##### Texte fourni

26 octobre 2022

Renaud S. Lyautey, "La Baignoire de Staline" : crimes et châtiments à Tbilissi


Renaud S. Lyautey,
diplomate, avait déjà publié en 2018 un roman écrit durant l'exercice de son mandat d'ambassadeur en Géorgie, Les Saisons inversées, qui se situait en Iran, où l'auteur avait également exercé. La Baignoire de Staline est hélas son second et dernier roman, puisque Renaud S. Lyautey est décédé prématurément quelques mois avant sa sortie, à l'âge de 55 ans. Et ce n'est pas "spoiler" que de dire qu'on regrette, égoïstement, de ne pas pouvoir lire ce qu'il aurait écrit par la suite, car La Baignoire de Staline est un de ces romans qui, franchissant allègrement la frontière entre le polar et le roman d'espionnage, nous offre les frissons et le dépaysement qu'ont pu nous procurer des romanciers comme Eric Ambler, Somerset Maugham voire Graham Greene. Tout en nous offrant une vision à la fois personnelle et lucide de la Géorgie, pays où il a vécu, travaillé, et auquel il était à l'évidence très attaché.

##########
##### Lignes répertoriées

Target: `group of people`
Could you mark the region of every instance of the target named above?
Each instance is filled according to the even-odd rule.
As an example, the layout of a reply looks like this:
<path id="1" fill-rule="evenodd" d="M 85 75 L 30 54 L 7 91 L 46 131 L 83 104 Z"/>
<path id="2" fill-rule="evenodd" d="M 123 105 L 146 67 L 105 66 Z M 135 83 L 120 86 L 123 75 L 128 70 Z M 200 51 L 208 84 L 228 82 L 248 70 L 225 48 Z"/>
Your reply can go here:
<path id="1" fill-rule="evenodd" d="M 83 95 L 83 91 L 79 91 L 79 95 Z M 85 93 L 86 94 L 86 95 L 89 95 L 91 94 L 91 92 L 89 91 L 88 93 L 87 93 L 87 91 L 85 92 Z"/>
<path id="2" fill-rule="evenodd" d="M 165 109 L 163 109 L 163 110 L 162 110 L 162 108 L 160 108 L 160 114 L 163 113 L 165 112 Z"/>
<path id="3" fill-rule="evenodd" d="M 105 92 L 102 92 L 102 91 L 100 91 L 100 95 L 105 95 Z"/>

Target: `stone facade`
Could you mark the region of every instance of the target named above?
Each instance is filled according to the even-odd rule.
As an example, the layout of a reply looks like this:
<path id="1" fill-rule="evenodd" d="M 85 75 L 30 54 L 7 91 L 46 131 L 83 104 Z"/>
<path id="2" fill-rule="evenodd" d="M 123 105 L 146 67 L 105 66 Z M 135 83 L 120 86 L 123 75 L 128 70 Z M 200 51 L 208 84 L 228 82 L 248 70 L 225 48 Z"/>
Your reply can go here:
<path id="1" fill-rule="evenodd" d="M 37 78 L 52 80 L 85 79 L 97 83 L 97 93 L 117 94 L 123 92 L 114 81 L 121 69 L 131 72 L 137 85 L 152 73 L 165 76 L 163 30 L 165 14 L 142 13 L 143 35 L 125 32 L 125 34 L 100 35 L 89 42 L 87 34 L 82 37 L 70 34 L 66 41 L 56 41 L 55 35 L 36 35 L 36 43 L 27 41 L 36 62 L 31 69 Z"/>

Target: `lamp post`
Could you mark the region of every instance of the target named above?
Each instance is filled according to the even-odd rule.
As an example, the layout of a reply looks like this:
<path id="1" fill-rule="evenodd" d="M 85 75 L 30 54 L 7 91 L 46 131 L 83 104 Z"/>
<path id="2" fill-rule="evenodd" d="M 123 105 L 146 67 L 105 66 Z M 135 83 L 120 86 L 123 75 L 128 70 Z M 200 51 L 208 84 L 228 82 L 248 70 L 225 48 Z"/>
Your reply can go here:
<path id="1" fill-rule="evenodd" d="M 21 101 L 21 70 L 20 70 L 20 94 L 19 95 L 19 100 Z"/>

##########
##### Lignes répertoriées

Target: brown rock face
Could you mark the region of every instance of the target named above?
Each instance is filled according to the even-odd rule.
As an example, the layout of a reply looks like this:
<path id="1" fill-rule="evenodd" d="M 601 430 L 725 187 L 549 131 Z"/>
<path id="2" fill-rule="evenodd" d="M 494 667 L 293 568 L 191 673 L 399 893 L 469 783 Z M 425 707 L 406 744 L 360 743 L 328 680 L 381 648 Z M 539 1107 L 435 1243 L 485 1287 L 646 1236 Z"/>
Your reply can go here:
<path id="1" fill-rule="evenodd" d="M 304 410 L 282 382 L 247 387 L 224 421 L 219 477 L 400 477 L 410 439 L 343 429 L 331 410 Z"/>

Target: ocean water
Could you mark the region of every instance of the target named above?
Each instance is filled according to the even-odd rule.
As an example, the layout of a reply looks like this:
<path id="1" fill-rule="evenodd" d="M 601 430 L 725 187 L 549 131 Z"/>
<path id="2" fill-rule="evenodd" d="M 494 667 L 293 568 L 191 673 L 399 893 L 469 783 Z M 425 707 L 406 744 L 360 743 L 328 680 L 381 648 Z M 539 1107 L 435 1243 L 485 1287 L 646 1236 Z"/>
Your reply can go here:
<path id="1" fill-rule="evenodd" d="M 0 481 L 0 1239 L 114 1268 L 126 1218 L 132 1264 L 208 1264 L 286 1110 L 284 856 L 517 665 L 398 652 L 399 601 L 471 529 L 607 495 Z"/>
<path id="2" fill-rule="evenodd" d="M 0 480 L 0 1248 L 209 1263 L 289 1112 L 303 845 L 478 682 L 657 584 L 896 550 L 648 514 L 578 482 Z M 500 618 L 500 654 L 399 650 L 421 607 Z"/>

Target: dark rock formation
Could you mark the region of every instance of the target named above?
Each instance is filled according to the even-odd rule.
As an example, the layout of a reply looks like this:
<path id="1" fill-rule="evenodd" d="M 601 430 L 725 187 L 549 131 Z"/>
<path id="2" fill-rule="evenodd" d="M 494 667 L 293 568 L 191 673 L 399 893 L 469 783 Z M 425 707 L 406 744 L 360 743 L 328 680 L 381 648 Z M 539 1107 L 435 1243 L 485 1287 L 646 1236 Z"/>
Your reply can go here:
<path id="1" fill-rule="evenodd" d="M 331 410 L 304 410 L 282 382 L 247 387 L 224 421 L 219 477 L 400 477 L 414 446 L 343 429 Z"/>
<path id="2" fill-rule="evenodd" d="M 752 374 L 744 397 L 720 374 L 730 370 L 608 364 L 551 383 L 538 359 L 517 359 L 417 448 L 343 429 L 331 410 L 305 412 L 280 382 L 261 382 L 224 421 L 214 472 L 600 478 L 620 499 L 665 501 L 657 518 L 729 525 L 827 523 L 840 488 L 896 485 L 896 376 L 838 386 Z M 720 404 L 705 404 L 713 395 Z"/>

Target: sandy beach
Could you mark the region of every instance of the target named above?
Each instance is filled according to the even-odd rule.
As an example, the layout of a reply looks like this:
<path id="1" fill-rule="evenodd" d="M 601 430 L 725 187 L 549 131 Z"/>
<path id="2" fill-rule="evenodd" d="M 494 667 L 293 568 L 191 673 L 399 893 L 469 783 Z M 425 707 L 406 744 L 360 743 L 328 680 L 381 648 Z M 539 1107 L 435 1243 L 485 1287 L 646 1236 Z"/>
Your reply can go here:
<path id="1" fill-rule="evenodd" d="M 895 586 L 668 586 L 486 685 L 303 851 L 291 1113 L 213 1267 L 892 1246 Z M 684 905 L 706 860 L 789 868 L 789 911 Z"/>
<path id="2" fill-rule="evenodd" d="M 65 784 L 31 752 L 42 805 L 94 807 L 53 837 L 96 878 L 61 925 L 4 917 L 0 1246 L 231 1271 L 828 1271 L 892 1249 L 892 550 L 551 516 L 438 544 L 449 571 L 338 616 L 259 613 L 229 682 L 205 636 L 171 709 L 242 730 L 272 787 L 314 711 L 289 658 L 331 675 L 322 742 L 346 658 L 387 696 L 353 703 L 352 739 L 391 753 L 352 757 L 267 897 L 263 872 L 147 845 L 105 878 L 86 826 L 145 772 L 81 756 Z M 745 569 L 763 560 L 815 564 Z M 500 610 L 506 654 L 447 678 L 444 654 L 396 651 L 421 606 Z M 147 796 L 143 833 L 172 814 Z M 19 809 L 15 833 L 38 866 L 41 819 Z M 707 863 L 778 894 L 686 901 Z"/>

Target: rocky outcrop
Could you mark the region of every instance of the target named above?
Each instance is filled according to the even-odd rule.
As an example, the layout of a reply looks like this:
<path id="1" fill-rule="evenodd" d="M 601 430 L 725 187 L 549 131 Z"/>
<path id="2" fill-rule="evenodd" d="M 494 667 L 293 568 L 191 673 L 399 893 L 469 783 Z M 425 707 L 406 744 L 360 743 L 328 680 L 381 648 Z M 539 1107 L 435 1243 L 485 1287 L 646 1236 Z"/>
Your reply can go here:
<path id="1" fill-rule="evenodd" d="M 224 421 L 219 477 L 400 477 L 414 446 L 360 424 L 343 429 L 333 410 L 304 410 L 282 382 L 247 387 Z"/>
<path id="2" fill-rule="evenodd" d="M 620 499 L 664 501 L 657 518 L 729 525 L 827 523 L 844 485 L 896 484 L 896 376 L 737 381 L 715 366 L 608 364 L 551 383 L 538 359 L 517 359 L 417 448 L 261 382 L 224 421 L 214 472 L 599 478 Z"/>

##########

> **Exercices à faire**:
**1.** Énumérez tous les romanciers que le texte fourni cite comme points de comparaison pour La Baignoire de Staline.
**2.** Selon le texte fourni, à quel âge Renaud S. Lyautey est-il décédé ?

> **Réponses complètes**:
**1.** Eric Ambler, Somerset Maugham, Graham Greene

**2.** À 55 ans.